■ GEGEVEN TEKST ■
╔══
Big Big Train - English Electric (Part One)
Giant Electric Pea
Eén van de langstverwachte projecten van de laatste jaren heeft eindelijk zijn eerste station bereikt. De trein uit het Zuid-Engelse Dorset met machinisten Greg Spawton en Andy Poole beloofde ons een adembenemende reis door een schilderachtig landschap, getiteld ‘English Electric’. De eerste passage lost onze torenhoge verwachtingen alvast in.

‘The Underfall Yard’, een wervelende synthese van oude en nieuwe prog, vonden wij het beste album van 2009. Zelden klonk prog zo origineel en tegelijk zo vertrouwd als op dit meesterwerk. Geen groep wist de typische ‘Englishness’ treffender te vatten dan Big Big Train.
Bij het luisteren naar ‘The Underfall Yard’ en opvolger ‘Far Skies Deep Time’ brak bij ons het volgroeide inzicht uit de eierschaal: in deze band huist de geest van het klassieke Genesis. Vrees echter geen slaafs epigonisme. Het basisgeluid schiet hier glorieus in een volstrekt vernieuwd reliëf.
Dit is muziek met grootse gebaren: vocale harmonieën, strijkers, fluiten en koper onderstrepen dat Big Big Train evengoed schatplichtig is aan de welluidende traditie van het Britse orkest-, fanfare- en koorrepertoire. Het resultaat is een even weelderige als organische samenklank.
Prachtige opener The First Rebreather klinkt nog het meest als Genesis. Maar meer dan op vorige platen worden folk (Uncle Jack en Upton Heath), jazzpiano en brassband (Summond By Bells) subtiel binnengesmokkeld.
In A Boy In Darkness schurken flarden jazz, folk en rock feller tegen elkaar aan. Winchester From St Gilles’ Hill is natuurlijk het tweelingbroertje van Winchester Diver (‘The Underfall Yard’). En het hymnische (kan het Engelser?) Hedgerow is inzake dramatiek een absoluut hoogtepunt, tot en met de spetterende koperfinale.
╚══
■ TE MAKEN OPDRACHTEN ■
#1 Noem alle nummertitels die in de recensie over Big Big Train voorkomen.
#2 Geef uit de recensie over Big Big Train letterlijk alles terug van "Bij het luisteren" tot en met "als organische samenklank.".
#3 Schrijf de recensie over Big Big Train verder, aansluitend op de laatste zin.

■ OPGESLAGEN GEGEVENS ■
╔══
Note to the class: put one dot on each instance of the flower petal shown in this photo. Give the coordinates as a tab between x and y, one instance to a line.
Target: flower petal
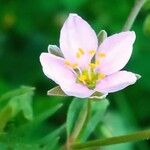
╚══
■ ANTWOORDEN ■
#1 The First Rebreather, Uncle Jack, Upton Heath, Summond By Bells, A Boy In Darkness, Winchester From St Gilles' Hill, Winchester Diver, Hedgerow

#2
Bij het luisteren naar ‘The Underfall Yard’ en opvolger ‘Far Skies Deep Time’ brak bij ons het volgroeide inzicht uit de eierschaal: in deze band huist de geest van het klassieke Genesis. Vrees echter geen slaafs epigonisme. Het basisgeluid schiet hier glorieus in een volstrekt vernieuwd reliëf.
Dit is muziek met grootse gebaren: vocale harmonieën, strijkers, fluiten en koper onderstrepen dat Big Big Train evengoed schatplichtig is aan de welluidende traditie van het Britse orkest-, fanfare- en koorrepertoire. Het resultaat is een even weelderige als organische samenklank.

#3
Ook thematisch hoort deze plaat perfect bij de eilandmentaliteit, de charmante plekjes en hun excentrieke bewoners. Zanger David Longdon (die naast Ray Wilson ooit nog auditie deed voor Genesis) is hier de ideale vertolker van. Zijn stem zit ergens halverwege Phil Collins en Peter Gabriel en – belangrijker – incarneert de melancholie met een oprechtheid die tot tranen toe beweegt.
Een groep die niet vies is van het dramatische gebaar, zoekt het best naar een evenwicht om de zaak niet op te blazen. De akoestische, pastorale klanken vormen een tegengewicht voor de elektrische ontladingen die dankzij de subtiele arrangementen nergens in je gezicht ontploffen. Gitarist Dave Gregory (XTC, Tin Spirits) etaleert één en al raffinement. Drummer Nick D’Virgilio stuwt het ritme, zonder al te nadrukkelijk te demonstreren – het handelsmerk van de meester.
Wordt het niet tijd dat al dat fraais ook live bewonderd kan worden? Want BBT is totnogtoe altijd een studioband geweest. Wat dat betreft is er hoopvol nieuws: volgens Spawton begint het nu echt wel te jeuken. Nu maar hopen dat deze trein ook het Europese vasteland zal aandoen.